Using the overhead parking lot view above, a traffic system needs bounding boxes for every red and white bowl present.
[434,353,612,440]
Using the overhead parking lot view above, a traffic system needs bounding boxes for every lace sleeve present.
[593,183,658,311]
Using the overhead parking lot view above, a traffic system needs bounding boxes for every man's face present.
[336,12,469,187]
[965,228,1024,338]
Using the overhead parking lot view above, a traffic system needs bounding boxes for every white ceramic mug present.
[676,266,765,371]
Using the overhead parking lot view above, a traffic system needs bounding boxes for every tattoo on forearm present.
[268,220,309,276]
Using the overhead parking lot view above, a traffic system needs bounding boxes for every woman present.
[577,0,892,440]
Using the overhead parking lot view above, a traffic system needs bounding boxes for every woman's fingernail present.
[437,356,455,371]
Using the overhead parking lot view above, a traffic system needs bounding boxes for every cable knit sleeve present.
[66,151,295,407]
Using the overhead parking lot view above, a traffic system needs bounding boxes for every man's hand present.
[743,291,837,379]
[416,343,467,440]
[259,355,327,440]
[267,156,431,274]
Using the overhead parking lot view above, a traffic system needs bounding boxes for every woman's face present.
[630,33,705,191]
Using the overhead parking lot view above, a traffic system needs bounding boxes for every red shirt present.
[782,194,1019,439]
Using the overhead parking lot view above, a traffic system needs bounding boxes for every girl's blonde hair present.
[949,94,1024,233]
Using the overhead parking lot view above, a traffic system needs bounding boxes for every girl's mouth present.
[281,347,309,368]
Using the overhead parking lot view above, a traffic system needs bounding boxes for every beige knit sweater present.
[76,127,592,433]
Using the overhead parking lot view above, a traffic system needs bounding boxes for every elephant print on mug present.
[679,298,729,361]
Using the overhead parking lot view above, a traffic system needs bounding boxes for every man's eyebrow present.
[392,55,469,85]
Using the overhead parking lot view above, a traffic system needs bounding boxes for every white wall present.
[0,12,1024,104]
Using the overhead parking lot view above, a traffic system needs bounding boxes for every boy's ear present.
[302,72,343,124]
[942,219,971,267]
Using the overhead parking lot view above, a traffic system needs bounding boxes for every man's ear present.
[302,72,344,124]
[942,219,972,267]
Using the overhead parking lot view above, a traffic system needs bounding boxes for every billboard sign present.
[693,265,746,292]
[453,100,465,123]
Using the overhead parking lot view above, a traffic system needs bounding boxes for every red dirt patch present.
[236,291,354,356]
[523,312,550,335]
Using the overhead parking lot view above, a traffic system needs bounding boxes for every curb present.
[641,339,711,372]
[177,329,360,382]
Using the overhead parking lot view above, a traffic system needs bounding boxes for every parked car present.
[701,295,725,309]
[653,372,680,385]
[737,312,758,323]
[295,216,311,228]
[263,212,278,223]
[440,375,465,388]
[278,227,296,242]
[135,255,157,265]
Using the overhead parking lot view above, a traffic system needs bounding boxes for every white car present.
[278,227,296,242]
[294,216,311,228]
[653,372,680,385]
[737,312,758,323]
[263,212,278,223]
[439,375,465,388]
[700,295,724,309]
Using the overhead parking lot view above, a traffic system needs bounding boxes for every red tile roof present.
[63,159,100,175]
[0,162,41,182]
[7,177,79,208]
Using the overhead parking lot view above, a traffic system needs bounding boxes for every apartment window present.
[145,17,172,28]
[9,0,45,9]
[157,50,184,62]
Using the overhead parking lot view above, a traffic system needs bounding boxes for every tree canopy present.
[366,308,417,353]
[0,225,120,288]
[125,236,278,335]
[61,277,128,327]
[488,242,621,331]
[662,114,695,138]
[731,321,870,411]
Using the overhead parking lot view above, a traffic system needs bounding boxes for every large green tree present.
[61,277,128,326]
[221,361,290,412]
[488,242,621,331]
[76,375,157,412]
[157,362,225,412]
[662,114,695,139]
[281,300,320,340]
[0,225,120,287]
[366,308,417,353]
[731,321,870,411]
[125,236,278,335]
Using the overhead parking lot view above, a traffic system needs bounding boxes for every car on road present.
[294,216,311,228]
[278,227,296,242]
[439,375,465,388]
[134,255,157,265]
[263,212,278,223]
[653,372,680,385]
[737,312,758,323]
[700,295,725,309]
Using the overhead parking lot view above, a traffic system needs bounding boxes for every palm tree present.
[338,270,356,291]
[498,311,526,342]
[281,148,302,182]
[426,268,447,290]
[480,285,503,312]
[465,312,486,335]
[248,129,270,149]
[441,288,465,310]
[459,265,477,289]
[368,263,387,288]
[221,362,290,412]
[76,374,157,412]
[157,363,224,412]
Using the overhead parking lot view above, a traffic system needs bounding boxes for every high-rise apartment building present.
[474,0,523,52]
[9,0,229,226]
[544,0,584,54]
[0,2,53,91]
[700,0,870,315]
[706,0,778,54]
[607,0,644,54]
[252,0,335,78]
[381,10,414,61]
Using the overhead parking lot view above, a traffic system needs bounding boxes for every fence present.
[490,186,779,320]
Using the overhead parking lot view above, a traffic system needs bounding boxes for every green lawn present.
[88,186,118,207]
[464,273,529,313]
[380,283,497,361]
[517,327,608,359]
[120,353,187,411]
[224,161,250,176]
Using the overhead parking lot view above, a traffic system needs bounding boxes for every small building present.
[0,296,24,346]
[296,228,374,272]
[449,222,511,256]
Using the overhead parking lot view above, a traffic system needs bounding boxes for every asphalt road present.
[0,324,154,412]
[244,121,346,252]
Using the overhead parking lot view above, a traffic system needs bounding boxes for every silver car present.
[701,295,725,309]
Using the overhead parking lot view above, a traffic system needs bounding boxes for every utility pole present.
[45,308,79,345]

━━━

• _Objective_:
Render only the items in the part that opens with the line containing "ceramic mug present." and closes with the line containing "[281,347,309,368]" as a two-column CSV with the columns label_request and bounding_boxes. Give one row per item, with each value in a single quoted field and any line breaks replaced by spaces.

• _Full answer_:
label_request,bounding_boxes
"Using the overhead parking lot view above, a traffic system needs bounding boxes for every white ceramic mug present.","[676,266,765,371]"
"Using the overhead parking lot view above, a traffic system needs bounding boxes for every tattoo on forearm present.","[268,220,309,276]"
"Using the overhead parking lot view above, a traffic system needs bounding boxes for every woman present.","[577,0,892,440]"
"Using the overhead parking lot view above, a traffic system needs bounding boxes for every woman's fingernail present.","[437,356,455,371]"
"Using the overhead parking lot view above, a traffic system needs bounding boxes for every cable knit sleeve present.","[66,151,295,407]"
"Using the overhead parking lot view above, a traffic system needs bounding boxes for every man's hand present.","[743,291,837,379] [416,343,467,440] [259,355,327,440] [267,156,431,274]"
"Using the overhead parking lot view above, a traffic system needs bounding boxes for every woman's face present.","[630,33,705,191]"
"Using the overhead parking lot view above, a traffic system needs bounding boxes for every red shirt present.","[782,194,1019,439]"
"Using the overhead parking lot view above, a traffic system needs bounding boxes for every girl's blonde hair present.","[949,94,1024,233]"
"Using the overhead parking lot view above, a traffic system needs bounding boxes for every girl's mouth present.","[281,347,309,368]"